(Dataset entries)
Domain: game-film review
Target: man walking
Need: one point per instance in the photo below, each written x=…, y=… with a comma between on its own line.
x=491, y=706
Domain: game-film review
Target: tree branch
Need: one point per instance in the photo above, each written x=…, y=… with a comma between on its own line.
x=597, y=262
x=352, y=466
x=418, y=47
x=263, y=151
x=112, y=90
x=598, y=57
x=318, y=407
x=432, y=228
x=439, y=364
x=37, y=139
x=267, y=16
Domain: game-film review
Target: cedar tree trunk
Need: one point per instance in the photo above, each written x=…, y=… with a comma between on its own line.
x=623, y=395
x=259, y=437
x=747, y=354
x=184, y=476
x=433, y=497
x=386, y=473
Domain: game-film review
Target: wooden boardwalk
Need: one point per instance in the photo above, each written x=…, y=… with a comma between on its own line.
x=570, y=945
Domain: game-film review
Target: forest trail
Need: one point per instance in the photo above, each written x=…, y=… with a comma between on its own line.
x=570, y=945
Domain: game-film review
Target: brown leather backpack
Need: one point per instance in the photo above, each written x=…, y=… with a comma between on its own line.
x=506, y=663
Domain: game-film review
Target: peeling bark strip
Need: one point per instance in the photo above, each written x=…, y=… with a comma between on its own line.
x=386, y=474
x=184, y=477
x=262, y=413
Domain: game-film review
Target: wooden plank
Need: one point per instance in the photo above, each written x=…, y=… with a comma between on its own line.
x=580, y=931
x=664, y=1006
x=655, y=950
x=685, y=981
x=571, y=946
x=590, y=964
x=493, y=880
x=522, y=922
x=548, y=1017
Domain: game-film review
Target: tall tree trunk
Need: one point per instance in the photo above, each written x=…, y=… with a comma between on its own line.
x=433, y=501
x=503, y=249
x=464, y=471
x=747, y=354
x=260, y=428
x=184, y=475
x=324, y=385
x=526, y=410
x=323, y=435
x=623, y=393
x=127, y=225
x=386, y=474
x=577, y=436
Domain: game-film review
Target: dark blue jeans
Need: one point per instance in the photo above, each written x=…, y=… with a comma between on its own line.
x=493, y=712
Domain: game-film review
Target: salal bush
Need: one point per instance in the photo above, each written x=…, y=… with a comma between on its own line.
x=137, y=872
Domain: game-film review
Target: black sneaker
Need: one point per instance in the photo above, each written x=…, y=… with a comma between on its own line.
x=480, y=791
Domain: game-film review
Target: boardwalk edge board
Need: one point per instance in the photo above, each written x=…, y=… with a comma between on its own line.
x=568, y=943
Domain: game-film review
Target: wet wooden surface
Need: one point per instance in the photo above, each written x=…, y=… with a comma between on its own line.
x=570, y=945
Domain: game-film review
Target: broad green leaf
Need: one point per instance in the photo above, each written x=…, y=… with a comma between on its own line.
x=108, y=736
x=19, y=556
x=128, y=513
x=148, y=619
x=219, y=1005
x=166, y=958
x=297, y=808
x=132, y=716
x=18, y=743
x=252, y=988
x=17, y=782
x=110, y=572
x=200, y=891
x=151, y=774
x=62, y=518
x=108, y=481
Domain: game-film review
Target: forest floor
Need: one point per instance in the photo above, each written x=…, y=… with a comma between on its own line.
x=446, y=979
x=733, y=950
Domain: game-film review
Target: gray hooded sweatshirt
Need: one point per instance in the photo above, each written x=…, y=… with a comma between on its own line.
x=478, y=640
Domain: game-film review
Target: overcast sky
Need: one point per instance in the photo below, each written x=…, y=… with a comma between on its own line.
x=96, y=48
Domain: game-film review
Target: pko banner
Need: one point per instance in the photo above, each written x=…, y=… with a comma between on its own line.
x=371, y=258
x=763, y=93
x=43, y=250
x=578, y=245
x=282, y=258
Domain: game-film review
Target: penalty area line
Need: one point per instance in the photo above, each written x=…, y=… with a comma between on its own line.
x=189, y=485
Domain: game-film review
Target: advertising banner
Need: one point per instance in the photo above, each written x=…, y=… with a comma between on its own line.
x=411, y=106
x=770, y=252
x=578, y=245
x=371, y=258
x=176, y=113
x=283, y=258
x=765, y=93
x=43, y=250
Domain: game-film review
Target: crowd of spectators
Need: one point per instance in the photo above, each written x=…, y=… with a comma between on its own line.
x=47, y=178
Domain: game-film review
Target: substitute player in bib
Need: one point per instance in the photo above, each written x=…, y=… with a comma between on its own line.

> [Required action] Make sure that every entry above is copied out exactly as it stands.

> [Task result]
Domain: game-film review
Target: man walking
Need: one point per instance in the photo below, each written x=…, y=… with a comma between on its own line.
x=491, y=706
Domain: game-film review
Target: tree branch
Need: one point per instance in the photo above, each written x=…, y=… with a comma between on its own line.
x=597, y=262
x=352, y=466
x=418, y=47
x=263, y=151
x=112, y=90
x=598, y=57
x=318, y=407
x=432, y=228
x=439, y=364
x=37, y=139
x=267, y=16
Domain: game-film review
Target: cedar tree trunk
Need: one point per instance in the photo above, each written x=…, y=… with a comma between on its own line.
x=623, y=395
x=259, y=437
x=747, y=354
x=184, y=476
x=433, y=497
x=386, y=473
Domain: game-film review
Target: wooden boardwalk
Need: one point per instance in the photo above, each written x=…, y=… with a comma between on its own line.
x=570, y=945
Domain: game-film review
Target: forest trail
Need: one point per instance in the photo above, each written x=…, y=… with a comma between on its own line.
x=570, y=945
Domain: game-film review
Target: brown leather backpack
Need: one point per instance in the photo above, each written x=…, y=… with a comma between on its own line.
x=506, y=663
Domain: game-film review
Target: peeling bark strip
Need: one point per instance in the photo above, each written x=…, y=… with a comma between on its own line.
x=386, y=474
x=184, y=477
x=262, y=413
Domain: game-film review
Target: wooden plank
Need: one point per instance in the photo above, each written x=…, y=… with a comma between on its own line.
x=580, y=931
x=664, y=1006
x=655, y=950
x=685, y=981
x=571, y=946
x=590, y=964
x=493, y=880
x=522, y=922
x=548, y=1017
Domain: game-film review
Target: tall tree trunk
Need: one point per instance in the photo above, each written x=…, y=… with a comma between on its own line.
x=433, y=501
x=503, y=249
x=464, y=471
x=747, y=354
x=260, y=428
x=184, y=475
x=324, y=385
x=526, y=410
x=323, y=435
x=623, y=393
x=127, y=225
x=386, y=474
x=577, y=436
Domain: game-film review
Target: dark blue jeans
Need: one point per instance in the photo above, each written x=…, y=… with a comma between on its own line.
x=493, y=712
Domain: game-film review
Target: salal bush
Need: one point per instance in the photo above, each written x=…, y=… with a comma between on its own line.
x=137, y=872
Domain: game-film review
Target: black sneaker
Need: one point per instance in the photo above, each written x=…, y=… with a comma between on its own line.
x=480, y=791
Domain: game-film review
Target: boardwalk edge board
Need: one point per instance in the photo above, each written x=…, y=… with a comma between on its own line.
x=568, y=943
Domain: game-film review
Target: wet wooden surface
Need: one point per instance in the photo above, each written x=…, y=… with a comma between on its own line.
x=570, y=945
Domain: game-film review
Target: broad green leaf
Need: one point per instance in the photo above, each written x=…, y=… with a comma between on its own line.
x=108, y=736
x=19, y=556
x=128, y=513
x=148, y=619
x=219, y=1005
x=166, y=958
x=297, y=808
x=132, y=716
x=18, y=743
x=252, y=988
x=17, y=782
x=110, y=572
x=200, y=891
x=151, y=774
x=62, y=518
x=108, y=481
Domain: game-film review
Target: forest floor
Need: one point per instance in the photo above, each written x=…, y=… with a comma between on its own line.
x=446, y=979
x=733, y=950
Domain: game-film review
Target: gray hooded sweatshirt
Need: one point per instance in the photo above, each written x=…, y=… with a comma between on its own line.
x=478, y=640
Domain: game-film review
Target: overcast sky
Need: one point per instance in the photo below, each written x=…, y=… with a comma between on its own line.
x=96, y=48
Domain: game-film review
Target: pko banner
Need: one point per instance in the photo above, each written x=…, y=… with a comma between on its own line.
x=371, y=258
x=763, y=93
x=43, y=250
x=578, y=245
x=282, y=258
Domain: game-film review
Target: penalty area line
Need: one point per instance in the photo above, each written x=…, y=… with a comma between on its own line.
x=189, y=485
Domain: game-film review
Target: advertising banner
Need: one point per instance in the photo above, each written x=…, y=… with a comma between on its own line.
x=411, y=106
x=770, y=252
x=578, y=245
x=371, y=258
x=176, y=113
x=283, y=258
x=765, y=93
x=43, y=250
Domain: game-film review
Target: crowd of spectators
Need: one point per instance in the photo above, each written x=…, y=… with a comma between on its own line.
x=47, y=178
Domain: game-film review
Target: substitute player in bib
Need: one point per instance in the photo above, each written x=…, y=… with a comma between on its own line.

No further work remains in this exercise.